■ EXCERPTED TEXT
'''

The forces that are changing the moon's orbit are adding energy to it, not taking energy away. Specifically, the rotational energy of the earth is being transferred into the orbital motion of the moon. So if we try to keep it simple and pretend that this happens in two discrete bursts (instead of happening continuously), it would be the opposite of the situation described above. Transfer of energy to the moon increases its speed, so it enters an elliptical orbit, and reaches a higher altitude. Before letting it fall back down again, we transfer some more energy, restoring a circular orbit, but at a higher altitude. It is now moving slower. We have added energy, speeding it up twice, and its moving slower than it was before - this is because it slowed down as it went up to the higher altitude.

'''

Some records
'''

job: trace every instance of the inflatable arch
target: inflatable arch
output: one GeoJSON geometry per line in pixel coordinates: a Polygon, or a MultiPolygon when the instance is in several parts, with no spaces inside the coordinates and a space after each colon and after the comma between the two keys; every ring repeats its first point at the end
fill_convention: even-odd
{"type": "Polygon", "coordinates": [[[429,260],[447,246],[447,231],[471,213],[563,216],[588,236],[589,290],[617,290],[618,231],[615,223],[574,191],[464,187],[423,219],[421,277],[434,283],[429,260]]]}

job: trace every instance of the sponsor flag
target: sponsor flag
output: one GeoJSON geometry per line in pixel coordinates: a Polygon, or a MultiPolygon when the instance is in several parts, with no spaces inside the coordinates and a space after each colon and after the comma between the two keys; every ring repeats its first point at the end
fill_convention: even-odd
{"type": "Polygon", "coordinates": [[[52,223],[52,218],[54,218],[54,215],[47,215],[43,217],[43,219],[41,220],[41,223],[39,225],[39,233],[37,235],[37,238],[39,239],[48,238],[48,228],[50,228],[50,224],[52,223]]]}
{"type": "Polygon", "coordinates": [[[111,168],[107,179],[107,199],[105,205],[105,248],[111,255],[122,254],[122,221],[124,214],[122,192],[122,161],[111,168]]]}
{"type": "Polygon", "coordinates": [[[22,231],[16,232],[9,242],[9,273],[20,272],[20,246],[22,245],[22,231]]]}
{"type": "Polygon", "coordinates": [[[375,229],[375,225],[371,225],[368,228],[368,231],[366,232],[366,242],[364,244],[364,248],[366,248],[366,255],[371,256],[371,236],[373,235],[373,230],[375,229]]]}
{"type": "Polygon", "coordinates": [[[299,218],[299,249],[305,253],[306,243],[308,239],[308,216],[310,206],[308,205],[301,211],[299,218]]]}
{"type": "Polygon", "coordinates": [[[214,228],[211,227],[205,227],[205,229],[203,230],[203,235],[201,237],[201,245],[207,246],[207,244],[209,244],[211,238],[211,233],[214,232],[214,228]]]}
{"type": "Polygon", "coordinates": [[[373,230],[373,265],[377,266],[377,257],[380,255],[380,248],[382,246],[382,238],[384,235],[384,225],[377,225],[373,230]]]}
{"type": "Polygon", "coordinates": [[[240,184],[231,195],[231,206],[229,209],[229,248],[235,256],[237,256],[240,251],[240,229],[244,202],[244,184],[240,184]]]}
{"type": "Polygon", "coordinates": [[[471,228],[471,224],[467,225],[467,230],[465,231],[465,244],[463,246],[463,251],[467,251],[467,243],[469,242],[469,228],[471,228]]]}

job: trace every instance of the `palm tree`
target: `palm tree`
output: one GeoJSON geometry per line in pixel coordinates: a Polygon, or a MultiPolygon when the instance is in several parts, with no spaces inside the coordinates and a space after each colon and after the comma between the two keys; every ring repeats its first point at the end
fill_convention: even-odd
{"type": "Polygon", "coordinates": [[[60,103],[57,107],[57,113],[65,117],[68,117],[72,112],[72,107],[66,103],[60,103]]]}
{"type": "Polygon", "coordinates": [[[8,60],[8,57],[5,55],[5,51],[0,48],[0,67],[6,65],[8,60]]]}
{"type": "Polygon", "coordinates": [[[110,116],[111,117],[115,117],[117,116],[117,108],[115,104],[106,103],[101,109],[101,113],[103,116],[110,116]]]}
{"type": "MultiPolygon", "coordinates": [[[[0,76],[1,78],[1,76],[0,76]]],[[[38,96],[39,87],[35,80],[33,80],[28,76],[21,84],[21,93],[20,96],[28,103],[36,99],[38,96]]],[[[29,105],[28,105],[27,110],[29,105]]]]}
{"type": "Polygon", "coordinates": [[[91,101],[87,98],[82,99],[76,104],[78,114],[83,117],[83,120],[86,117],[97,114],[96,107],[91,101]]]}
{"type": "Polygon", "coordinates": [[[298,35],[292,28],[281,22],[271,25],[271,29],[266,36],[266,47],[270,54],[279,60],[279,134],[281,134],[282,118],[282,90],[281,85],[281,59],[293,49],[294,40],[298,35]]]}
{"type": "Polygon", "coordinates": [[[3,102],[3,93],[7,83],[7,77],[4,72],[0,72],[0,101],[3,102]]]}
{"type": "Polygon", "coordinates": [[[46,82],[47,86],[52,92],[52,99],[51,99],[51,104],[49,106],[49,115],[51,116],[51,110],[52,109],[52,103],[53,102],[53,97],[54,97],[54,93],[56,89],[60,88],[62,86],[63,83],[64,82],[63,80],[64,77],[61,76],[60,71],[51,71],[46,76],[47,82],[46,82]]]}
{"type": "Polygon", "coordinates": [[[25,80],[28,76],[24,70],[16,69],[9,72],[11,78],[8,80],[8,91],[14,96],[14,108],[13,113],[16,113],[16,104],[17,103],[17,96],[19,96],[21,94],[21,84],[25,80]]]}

'''

■ SET TASKS
1. Return the portion of the passage on the moon's orbit starting at "The forces that" and ending at "the higher altitude.".
2. Carry the passage on the moon's orbit further, beginning after its final sentence.
These data were taken from a separate source.

■ EXPECTED RESPONSES
1.
The forces that are changing the moon's orbit are adding energy to it, not taking energy away. Specifically, the rotational energy of the earth is being transferred into the orbital motion of the moon. So if we try to keep it simple and pretend that this happens in two discrete bursts (instead of happening continuously), it would be the opposite of the situation described above. Transfer of energy to the moon increases its speed, so it enters an elliptical orbit, and reaches a higher altitude. Before letting it fall back down again, we transfer some more energy, restoring a circular orbit, but at a higher altitude. It is now moving slower. We have added energy, speeding it up twice, and its moving slower than it was before - this is because it slowed down as it went up to the higher altitude.

2.
Assuming this occurs in two discrete bursts is of course a silly oversimplification, as the process is really continuous. Energy is being added, which, by itself, would add kinetic energy to the moon (speed it up). But this causes it to move to a higher altitude, slowing down in the process. Energy is being added, and simultaneously, kinetic energy is being converted into potential energy. The amount of kinetic energy converted into potential energy is greater than the amount of kinetic energy added to the system, so the result is a slowing down, even though the moon is in a higher energy state.

And if you want to make it still more complicated, the moon is not really orbiting the earth; both are orbiting a centre of gravity. So it's a bit more complicated even than that.

George
2015-Oct-27, 04:31 PM
Yes, I'm not sure just what JohnD meant, or how it relates to the Larry Niven quote, but drag from the solar wind would cause the Moon to spiral in toward the Earth, even as it also caused the Earth-Moon system to spiral inward toward the Sun. That's what happens when both energy and angular momentum are removed by drag. Yet only half the orbit is a drag; the other half would be more fun, so to speak, right? Greater eccentricity would make sense, but I am unclear how a net drag is a result, regardless of the net solar wind vector (to include Earth's transverse motion into the wind).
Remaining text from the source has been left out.